** PROVIDED TEXT **
After several delays, the Army will roll out the Occupational Physical Assessment Test Jan. 1 for all recruits and soldiers looking to reclass into physically demanding jobs like infantry and armor.
Soldiers will have to complete the four-part test to enter certain military occupational specialties. The test also eventually will expand to help recruits determine which jobs they're qualified for.
This new requirement comes as the Army works to integrate women into its previously closed combat specialties.
The OPAT consists of four events: a medicine-ball throw, standing long jump, deadlift and interval run.
Unlike other Army fitness tests, the OPAT only has one scoring scale, with no separate charts for age or gender.
OPAT scores are divided into four physical demand categories: heavy (black), significant (gray), moderate (gold) and unprepared (white), officials said.
Soldiers or recruits who meet the standards for the highest physical demand criteria — or the black category — qualify for all MOSs. As a minimum, all must meet the requirements of the gold category.
Infantry, armor and combat engineer are examples of jobs that would be considered as high physical demand, or black, on the OPAT, officials said. There are about a dozen jobs in this category, almost all of them combat arms jobs.

** BRIEF **
Please edit the OPAT article, starting at the words "Soldiers or recruits" and ending after "the gold category.", with "black category" changed to "heavy category". The records were taken from a separate source.

** SUPPLIED INFORMATION **
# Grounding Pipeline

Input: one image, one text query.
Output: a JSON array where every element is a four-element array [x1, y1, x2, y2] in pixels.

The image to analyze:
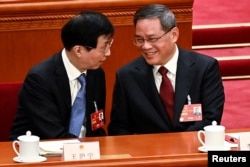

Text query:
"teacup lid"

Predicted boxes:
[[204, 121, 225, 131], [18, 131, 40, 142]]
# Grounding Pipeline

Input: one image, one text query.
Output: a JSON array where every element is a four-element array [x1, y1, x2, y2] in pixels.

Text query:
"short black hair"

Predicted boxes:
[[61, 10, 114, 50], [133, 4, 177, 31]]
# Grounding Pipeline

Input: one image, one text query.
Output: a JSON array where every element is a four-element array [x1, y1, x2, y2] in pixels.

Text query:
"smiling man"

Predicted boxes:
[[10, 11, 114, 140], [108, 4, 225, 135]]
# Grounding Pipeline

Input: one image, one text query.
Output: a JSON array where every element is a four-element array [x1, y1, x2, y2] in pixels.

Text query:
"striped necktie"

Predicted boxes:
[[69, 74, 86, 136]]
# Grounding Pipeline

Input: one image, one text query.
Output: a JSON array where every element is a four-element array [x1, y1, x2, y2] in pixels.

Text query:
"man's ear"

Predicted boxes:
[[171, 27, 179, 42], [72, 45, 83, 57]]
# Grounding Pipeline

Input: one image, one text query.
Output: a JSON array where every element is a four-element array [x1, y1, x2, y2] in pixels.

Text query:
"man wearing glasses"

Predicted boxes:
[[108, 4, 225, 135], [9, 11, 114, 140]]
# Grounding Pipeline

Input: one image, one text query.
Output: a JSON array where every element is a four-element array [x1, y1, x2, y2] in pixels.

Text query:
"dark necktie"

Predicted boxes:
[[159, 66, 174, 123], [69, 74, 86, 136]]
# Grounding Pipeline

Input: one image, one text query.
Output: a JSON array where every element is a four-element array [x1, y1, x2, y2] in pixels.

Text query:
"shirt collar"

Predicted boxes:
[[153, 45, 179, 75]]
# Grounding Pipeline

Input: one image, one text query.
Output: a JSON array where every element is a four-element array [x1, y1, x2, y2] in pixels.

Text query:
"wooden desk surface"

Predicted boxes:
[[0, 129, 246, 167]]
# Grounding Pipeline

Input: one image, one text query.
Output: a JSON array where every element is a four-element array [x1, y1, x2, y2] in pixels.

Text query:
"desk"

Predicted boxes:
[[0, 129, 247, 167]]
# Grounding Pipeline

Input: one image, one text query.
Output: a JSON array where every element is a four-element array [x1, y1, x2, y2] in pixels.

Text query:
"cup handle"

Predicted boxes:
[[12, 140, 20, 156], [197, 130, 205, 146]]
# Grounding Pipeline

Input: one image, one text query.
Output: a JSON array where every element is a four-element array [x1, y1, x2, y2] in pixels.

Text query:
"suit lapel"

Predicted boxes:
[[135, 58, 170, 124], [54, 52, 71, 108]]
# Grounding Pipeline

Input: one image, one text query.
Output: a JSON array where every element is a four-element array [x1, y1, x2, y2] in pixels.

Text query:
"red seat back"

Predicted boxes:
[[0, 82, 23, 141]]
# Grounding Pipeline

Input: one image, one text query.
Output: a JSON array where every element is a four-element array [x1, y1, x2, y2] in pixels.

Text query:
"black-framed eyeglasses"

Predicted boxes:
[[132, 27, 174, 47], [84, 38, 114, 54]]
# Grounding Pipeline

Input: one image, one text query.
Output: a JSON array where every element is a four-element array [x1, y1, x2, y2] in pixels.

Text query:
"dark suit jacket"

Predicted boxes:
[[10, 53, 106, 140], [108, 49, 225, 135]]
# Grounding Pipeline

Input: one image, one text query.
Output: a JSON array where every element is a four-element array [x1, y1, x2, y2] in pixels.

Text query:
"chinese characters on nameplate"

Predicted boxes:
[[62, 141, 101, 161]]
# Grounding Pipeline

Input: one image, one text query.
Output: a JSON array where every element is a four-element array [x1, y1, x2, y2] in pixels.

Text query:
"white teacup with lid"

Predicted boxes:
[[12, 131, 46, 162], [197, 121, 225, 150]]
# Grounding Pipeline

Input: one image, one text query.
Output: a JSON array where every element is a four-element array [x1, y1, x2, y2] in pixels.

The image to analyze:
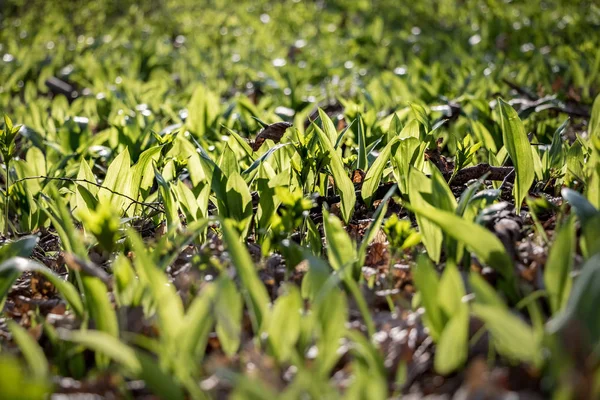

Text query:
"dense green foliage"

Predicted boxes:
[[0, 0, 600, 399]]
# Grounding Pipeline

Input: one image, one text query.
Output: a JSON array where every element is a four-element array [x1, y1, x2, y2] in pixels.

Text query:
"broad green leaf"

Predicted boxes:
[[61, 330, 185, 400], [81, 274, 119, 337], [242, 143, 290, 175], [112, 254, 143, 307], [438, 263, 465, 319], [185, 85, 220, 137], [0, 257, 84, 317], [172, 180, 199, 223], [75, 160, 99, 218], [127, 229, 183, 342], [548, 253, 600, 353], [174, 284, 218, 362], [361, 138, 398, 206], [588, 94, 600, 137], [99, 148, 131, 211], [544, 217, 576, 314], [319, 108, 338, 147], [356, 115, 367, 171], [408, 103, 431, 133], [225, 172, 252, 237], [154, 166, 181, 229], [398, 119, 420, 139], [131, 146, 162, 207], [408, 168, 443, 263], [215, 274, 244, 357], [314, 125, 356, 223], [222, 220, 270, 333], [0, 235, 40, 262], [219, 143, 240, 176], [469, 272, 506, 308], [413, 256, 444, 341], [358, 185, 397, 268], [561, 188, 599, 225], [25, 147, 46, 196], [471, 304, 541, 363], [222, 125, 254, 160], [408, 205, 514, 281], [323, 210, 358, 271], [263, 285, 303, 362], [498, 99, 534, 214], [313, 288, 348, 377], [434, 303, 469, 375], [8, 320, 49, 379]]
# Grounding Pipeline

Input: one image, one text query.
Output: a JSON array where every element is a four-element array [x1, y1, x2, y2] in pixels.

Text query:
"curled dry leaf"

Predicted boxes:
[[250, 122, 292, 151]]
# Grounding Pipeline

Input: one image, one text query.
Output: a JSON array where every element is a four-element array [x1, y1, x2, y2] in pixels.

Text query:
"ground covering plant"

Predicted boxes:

** FINAL ANSWER **
Soldiers or recruits who meet the standards for the highest physical demand criteria — or the heavy category — qualify for all MOSs. As a minimum, all must meet the requirements of the gold category.